[Start of RECORDED DATA]

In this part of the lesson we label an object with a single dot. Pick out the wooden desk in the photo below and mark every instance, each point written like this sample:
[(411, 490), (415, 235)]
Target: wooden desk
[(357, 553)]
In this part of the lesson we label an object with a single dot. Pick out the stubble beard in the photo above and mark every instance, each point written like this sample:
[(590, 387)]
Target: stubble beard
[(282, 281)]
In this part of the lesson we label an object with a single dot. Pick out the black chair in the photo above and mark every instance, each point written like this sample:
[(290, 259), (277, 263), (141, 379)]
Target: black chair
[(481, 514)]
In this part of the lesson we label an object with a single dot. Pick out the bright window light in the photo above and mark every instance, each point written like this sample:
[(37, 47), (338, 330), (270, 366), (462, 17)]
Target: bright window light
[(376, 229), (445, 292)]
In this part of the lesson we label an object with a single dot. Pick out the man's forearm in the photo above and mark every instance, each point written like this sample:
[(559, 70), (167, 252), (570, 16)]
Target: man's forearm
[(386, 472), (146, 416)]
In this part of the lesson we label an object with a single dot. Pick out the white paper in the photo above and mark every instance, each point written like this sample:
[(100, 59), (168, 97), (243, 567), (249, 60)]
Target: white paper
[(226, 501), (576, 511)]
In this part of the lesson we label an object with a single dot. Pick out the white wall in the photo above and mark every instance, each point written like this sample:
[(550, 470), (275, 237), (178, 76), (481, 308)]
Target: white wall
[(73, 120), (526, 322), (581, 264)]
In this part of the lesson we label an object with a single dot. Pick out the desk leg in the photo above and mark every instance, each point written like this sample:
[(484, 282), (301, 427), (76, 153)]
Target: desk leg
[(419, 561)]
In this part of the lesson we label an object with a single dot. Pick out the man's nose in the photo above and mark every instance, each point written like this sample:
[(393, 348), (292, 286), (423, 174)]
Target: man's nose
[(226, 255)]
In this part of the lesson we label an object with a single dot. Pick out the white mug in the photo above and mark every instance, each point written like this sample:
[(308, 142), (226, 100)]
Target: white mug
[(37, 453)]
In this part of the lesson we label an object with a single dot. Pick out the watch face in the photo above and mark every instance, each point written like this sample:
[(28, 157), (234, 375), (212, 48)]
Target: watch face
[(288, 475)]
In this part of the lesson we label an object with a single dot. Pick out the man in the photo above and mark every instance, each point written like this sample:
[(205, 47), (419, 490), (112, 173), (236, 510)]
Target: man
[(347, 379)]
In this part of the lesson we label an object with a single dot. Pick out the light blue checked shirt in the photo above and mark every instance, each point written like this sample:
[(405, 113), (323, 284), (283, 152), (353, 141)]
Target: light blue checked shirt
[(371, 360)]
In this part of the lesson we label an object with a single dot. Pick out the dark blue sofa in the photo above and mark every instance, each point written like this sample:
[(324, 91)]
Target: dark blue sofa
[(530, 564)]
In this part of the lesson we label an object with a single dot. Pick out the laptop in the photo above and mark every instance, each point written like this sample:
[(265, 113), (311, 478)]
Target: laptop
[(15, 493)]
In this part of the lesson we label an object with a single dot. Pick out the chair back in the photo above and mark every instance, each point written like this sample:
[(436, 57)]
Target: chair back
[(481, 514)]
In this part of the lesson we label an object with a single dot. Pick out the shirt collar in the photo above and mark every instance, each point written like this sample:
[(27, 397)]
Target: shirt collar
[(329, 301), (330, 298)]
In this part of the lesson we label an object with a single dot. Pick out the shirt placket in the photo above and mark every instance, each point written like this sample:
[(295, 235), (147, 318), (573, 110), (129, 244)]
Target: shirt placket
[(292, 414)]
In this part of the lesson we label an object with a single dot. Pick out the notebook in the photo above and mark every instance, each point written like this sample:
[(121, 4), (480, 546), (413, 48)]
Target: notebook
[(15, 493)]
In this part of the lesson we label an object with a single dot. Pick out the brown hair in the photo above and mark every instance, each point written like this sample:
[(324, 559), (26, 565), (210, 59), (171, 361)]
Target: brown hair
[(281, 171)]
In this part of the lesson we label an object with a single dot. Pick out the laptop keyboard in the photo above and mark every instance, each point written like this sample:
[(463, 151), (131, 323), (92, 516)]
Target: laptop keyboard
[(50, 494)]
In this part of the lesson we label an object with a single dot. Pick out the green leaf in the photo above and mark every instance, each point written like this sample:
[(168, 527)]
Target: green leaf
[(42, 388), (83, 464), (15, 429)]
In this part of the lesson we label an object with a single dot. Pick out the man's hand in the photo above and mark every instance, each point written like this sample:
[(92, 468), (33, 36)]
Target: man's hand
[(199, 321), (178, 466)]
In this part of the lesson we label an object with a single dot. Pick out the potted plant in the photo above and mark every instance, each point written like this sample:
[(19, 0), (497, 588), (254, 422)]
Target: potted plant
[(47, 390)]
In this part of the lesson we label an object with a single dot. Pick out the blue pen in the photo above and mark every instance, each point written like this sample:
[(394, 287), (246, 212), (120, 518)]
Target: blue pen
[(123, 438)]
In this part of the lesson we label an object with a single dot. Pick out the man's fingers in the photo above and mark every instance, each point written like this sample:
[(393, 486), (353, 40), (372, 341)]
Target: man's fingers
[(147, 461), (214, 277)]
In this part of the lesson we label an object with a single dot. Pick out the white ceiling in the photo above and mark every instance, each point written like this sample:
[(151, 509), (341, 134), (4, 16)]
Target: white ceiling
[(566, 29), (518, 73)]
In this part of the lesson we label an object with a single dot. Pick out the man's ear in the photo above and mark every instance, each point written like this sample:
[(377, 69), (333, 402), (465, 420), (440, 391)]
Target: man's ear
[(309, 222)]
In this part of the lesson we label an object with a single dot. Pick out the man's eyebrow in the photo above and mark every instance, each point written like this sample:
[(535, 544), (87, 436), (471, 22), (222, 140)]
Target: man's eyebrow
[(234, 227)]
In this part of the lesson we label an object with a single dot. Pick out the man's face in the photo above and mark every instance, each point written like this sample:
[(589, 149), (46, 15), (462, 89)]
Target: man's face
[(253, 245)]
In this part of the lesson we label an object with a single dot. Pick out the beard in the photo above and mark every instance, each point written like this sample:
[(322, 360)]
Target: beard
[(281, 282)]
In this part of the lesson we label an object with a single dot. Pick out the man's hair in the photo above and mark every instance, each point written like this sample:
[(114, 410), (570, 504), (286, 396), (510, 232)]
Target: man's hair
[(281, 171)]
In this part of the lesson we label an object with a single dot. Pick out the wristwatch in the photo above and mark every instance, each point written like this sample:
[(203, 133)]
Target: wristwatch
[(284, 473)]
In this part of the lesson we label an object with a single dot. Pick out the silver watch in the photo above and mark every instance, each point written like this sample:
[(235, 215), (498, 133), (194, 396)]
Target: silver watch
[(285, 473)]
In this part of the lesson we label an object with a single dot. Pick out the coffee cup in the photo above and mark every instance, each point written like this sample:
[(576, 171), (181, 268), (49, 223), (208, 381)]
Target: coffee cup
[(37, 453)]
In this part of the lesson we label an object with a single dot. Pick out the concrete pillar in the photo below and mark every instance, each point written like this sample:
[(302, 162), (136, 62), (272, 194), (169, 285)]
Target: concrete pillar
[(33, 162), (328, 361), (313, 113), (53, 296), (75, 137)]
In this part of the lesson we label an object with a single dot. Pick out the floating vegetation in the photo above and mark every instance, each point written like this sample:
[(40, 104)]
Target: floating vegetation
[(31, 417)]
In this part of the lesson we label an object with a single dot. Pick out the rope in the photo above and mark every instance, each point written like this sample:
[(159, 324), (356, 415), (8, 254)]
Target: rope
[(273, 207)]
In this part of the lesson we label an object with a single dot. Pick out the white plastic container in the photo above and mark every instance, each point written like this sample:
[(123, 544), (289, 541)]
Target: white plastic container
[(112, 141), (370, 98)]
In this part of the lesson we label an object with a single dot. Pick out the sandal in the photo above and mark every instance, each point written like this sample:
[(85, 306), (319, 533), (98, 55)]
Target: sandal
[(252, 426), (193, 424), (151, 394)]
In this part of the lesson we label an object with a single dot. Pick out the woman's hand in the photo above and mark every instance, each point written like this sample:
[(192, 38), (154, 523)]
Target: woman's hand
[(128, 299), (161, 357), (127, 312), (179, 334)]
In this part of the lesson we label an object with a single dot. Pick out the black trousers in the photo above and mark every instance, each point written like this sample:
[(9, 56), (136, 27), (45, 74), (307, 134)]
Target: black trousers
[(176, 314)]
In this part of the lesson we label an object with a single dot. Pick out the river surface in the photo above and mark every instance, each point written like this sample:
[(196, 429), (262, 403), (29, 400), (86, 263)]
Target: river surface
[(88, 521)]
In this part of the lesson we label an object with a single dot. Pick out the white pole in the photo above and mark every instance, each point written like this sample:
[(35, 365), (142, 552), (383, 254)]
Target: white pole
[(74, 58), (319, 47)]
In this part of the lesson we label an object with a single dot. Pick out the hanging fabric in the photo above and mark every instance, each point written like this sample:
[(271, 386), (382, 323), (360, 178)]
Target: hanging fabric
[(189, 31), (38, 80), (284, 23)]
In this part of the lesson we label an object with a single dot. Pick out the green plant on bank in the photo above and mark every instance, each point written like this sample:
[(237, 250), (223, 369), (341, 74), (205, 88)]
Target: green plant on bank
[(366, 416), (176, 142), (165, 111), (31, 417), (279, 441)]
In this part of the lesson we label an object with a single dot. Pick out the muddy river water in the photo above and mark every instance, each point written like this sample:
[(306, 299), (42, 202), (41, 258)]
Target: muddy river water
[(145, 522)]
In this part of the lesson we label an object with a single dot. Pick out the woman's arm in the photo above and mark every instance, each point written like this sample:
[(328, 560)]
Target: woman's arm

[End of RECORDED DATA]

■ **TASK REQUIREMENTS**
Copy out the records above word for word, starting at the line that contains "out the river" and ending at the line that contains "[(88, 521)]", with both of those lines included.

■ **SOLVED PROBLEM**
In this part of the lesson we label an object with a single dot. Pick out the river surface in the photo above and mark every instance, each point written like this sample:
[(196, 429), (262, 403), (29, 400), (86, 263)]
Target: river surface
[(88, 521)]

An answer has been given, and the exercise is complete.